**Problem requirements**
Each line of the listing where the string "neckerchief" appears is to be identified and copied.

**Dataset extract**
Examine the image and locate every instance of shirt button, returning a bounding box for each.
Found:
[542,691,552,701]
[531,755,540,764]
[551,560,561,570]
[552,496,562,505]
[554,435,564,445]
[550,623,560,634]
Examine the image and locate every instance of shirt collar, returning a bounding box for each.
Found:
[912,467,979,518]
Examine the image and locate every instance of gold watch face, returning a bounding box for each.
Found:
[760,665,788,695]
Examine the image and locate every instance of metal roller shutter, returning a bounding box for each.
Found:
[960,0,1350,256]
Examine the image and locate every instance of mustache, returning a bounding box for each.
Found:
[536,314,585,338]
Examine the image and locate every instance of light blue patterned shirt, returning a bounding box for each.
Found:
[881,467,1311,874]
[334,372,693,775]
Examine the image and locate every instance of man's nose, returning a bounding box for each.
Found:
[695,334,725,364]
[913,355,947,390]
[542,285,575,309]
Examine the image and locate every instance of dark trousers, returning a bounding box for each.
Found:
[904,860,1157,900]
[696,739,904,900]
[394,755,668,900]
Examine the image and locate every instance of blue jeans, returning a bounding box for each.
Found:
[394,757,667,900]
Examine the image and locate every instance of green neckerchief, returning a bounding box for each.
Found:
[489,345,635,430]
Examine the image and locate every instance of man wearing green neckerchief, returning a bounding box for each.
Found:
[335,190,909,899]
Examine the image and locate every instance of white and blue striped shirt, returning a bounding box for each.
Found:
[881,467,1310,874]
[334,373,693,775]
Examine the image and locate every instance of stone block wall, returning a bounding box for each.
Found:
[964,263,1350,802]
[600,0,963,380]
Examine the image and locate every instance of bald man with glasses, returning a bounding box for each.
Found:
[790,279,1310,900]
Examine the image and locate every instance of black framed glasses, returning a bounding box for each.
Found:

**Your response**
Examine the image and locate every instance of green neckerchief, returning a bounding box for each.
Examine the image and locate every instance of man wearing green neckerchief, returning a bounding box for each.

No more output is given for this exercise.